Is It A Little Too Early? Hyderabad Children Join Global School Strikes Against Climate Change

Swati Kamal

Mar 18, 2019, 01:11 PM | Updated 01:11 PM IST

Schoolchildren in Hyderabad at the protest
Schoolchildren in Hyderabad at the protest
  • The global school movement raises questions as to whether children are old enough to ‘judge’ serious issues like climate change, and if their enthusiasm is simply to do with the ‘spotlight’ they are receiving.
  • What, at least, Indian children need is good role models.
  • “We want to make sure Hyderabad is on the global map,” Kajal Maheshwari told us in a tense and almost breathless voice. Maheshwari was rushing around to obtain police permission for an event that her citizens’ group wanted to organise on the 15 March as part of a global movement against climate change. Luckily for them, the Police Commissioner was cooperative, and by the evening of 12 March, the group `Citizens for Hyderabad’ was able to announce on social media their participation in the global movement.

    The movement being referred to is the March 15 'protest against climate change inaction', with over one lakh children from hundreds of cities across the world in attendance. The number of students and cities/towns involved in the event made this the largest protest of its kind in the world.

    The inspiration behind the school strikes is Greta Thunberg, a 15-year-old Swedish schoolgirl, founder of Fridays For The Future movement, who has been protesting every single Friday against government inaction over climate change . Greta has famously said, “We are not doing this for fun, but because we don’t have a choice”. She adds, “Our adults have failed us and we now need to take things in our own hands.”

:: Dataset extract ::
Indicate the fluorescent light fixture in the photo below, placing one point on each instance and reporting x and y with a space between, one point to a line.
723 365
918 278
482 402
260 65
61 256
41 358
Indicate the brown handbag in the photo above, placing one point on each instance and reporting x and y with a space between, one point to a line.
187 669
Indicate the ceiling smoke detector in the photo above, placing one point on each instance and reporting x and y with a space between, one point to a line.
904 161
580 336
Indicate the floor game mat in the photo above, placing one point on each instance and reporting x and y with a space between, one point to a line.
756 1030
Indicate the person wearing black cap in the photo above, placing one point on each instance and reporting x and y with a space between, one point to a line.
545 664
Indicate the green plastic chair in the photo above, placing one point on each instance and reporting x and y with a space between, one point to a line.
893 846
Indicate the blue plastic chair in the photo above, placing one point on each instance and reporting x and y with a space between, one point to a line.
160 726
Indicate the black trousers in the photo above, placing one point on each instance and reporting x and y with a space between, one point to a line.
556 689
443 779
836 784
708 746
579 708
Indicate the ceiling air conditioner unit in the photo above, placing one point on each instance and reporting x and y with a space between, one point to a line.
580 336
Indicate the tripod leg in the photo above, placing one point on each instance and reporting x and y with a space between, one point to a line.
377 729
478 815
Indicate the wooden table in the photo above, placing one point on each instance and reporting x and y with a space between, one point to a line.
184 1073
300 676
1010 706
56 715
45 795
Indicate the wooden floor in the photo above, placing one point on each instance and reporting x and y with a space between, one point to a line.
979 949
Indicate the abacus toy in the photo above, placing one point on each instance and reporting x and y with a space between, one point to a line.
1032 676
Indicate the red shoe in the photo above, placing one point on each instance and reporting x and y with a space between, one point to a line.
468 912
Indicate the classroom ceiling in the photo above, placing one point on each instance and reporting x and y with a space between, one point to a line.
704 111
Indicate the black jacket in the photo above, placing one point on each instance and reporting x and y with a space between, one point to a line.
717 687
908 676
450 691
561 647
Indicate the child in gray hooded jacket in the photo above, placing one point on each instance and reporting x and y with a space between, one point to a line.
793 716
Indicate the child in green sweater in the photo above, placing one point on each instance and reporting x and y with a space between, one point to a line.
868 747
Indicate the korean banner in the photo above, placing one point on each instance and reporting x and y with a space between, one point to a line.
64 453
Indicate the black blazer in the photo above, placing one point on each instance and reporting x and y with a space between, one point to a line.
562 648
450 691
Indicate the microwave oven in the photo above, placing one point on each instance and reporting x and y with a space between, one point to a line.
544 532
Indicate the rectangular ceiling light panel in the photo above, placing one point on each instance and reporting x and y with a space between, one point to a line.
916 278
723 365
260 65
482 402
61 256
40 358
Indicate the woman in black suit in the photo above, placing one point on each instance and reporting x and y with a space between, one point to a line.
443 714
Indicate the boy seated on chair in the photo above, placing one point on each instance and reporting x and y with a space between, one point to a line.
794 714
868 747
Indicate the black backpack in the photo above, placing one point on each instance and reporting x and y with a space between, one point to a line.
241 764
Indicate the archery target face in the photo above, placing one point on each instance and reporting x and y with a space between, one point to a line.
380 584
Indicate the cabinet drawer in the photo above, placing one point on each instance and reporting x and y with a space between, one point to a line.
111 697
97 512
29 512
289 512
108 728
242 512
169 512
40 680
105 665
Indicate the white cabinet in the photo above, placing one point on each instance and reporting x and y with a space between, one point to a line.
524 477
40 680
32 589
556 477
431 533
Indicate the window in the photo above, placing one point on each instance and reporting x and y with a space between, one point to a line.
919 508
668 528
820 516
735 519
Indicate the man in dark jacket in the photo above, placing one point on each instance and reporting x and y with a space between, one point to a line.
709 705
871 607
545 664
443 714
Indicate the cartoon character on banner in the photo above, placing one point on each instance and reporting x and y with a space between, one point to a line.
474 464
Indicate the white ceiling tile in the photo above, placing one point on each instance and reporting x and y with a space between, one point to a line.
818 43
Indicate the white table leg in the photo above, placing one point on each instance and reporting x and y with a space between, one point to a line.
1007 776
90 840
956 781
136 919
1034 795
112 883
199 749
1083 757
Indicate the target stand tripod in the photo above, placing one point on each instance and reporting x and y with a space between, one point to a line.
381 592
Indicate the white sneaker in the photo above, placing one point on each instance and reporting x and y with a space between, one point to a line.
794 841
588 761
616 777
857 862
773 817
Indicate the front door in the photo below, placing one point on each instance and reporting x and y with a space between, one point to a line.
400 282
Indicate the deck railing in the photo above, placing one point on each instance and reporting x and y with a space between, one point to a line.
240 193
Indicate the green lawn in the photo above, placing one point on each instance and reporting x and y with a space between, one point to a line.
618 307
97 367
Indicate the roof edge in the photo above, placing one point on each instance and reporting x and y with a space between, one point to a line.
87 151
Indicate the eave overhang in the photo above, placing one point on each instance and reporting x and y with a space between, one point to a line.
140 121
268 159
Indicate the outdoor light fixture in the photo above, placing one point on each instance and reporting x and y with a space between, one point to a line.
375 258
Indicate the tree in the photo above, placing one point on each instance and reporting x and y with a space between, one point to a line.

:: Prompt ::
Name every person the climate strike article identifies by name. Rely only on the climate strike article, not on the listing.

:: Written response ::
Swati Kamal, Kajal Maheshwari, Greta Thunberg